WORK INSTRUCTIONS => Locate every line in the records below that contains the string "black", matching case exactly, and copy each one.

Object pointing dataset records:

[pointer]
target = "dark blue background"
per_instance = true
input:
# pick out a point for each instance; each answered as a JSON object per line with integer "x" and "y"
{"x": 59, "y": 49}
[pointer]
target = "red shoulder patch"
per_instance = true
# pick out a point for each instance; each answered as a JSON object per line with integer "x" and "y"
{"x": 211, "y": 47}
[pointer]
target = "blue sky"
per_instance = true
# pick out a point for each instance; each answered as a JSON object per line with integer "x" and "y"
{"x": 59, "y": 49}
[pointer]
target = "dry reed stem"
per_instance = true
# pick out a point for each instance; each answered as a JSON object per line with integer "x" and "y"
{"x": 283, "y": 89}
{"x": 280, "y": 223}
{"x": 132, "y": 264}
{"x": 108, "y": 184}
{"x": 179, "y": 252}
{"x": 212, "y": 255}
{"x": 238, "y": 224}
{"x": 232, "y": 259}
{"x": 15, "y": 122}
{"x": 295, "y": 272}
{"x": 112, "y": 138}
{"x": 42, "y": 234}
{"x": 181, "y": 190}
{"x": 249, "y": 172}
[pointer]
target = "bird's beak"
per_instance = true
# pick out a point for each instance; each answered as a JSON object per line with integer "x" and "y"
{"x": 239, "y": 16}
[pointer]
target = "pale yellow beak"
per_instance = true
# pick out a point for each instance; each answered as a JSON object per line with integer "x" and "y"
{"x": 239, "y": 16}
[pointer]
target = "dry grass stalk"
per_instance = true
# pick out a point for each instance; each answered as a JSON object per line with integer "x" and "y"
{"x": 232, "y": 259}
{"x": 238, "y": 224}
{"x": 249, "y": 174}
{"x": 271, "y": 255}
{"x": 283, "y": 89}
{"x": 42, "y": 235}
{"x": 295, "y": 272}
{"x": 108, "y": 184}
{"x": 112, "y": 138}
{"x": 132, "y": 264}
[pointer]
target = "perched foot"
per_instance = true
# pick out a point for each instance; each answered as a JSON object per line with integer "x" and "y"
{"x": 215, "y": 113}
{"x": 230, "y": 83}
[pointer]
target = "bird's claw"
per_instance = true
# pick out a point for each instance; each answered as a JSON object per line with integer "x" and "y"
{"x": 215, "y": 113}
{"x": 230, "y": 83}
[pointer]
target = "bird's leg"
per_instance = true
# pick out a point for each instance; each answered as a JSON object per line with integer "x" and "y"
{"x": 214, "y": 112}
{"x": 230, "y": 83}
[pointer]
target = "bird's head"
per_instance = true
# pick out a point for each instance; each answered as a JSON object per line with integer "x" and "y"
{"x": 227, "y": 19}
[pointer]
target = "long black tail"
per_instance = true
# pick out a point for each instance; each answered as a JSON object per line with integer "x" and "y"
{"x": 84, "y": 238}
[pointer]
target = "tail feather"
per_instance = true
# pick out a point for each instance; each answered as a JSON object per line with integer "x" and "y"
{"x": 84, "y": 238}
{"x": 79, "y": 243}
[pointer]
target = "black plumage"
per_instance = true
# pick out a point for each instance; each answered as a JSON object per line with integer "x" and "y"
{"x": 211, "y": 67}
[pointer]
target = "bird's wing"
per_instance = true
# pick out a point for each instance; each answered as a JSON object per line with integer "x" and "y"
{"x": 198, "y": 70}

WORKED ANSWER =>
target = "long black tail"
target = "black plumage"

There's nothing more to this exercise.